_Task goal_: Nothing but the lines from the one containing "the white sleeve" through the last line should be written out, please, exactly as they stand.

* BEGIN Data supplied *

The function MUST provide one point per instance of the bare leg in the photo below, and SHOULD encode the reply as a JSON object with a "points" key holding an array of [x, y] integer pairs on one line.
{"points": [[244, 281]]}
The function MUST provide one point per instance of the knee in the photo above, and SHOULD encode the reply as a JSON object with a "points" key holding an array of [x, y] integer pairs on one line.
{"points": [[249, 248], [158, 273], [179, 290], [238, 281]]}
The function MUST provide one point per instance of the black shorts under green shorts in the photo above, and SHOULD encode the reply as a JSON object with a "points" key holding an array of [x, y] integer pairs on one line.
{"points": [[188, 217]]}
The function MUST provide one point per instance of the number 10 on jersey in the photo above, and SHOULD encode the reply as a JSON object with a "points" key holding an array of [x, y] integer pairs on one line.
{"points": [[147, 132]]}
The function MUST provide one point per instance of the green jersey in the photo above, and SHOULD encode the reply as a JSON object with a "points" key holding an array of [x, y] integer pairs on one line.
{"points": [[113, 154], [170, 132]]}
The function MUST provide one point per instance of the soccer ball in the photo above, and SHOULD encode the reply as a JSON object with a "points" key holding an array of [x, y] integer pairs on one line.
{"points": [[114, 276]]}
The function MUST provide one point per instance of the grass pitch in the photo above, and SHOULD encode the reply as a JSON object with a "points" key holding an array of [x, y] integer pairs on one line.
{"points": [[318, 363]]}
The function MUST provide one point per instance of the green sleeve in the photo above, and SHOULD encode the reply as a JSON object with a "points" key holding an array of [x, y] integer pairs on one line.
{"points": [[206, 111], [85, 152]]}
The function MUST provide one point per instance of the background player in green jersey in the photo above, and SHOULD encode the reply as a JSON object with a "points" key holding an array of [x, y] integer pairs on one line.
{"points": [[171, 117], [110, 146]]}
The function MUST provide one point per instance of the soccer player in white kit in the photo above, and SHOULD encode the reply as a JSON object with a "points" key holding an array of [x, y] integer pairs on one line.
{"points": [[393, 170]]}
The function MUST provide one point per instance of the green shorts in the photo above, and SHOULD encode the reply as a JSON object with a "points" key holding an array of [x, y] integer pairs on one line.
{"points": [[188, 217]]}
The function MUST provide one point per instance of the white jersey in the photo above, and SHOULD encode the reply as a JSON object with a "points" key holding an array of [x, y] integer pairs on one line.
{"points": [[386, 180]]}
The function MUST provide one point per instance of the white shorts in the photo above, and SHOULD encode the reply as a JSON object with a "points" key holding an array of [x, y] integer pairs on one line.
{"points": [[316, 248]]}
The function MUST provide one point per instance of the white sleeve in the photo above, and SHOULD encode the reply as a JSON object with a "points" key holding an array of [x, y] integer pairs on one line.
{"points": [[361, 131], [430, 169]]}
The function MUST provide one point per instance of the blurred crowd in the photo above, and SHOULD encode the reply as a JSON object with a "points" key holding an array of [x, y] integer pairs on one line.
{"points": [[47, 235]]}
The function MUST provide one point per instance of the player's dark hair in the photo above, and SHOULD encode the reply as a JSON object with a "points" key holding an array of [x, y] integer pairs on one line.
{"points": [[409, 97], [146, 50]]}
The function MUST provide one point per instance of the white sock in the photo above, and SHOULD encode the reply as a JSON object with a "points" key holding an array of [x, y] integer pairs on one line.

* END Data supplied *

_The result_:
The function MUST provide one point per instance of the white sleeve in the photo above, and SHOULD encode the reply as a JSON object with a "points" key holding an array of [x, y] integer pairs on one line.
{"points": [[361, 131], [430, 169]]}
The function MUST provide one point per instance of the blurred crowd in the photo above, and SHOULD encode the reply as a JSON object with a "points" key holding an array of [x, y] integer pairs on one line.
{"points": [[47, 235]]}
The function MUST provide one point per instance of the player's dark hair in the photo above, and SHOULD encode the reply as a JSON object with a "points" key holding an array of [x, y] integer pairs on one line.
{"points": [[409, 97], [146, 50]]}
The function MUST provide one point per instance of the white sock in the photo above, and SHOULD encode the reply as a JSON object with a "points" key holding an array of [x, y] integer pairs on one line.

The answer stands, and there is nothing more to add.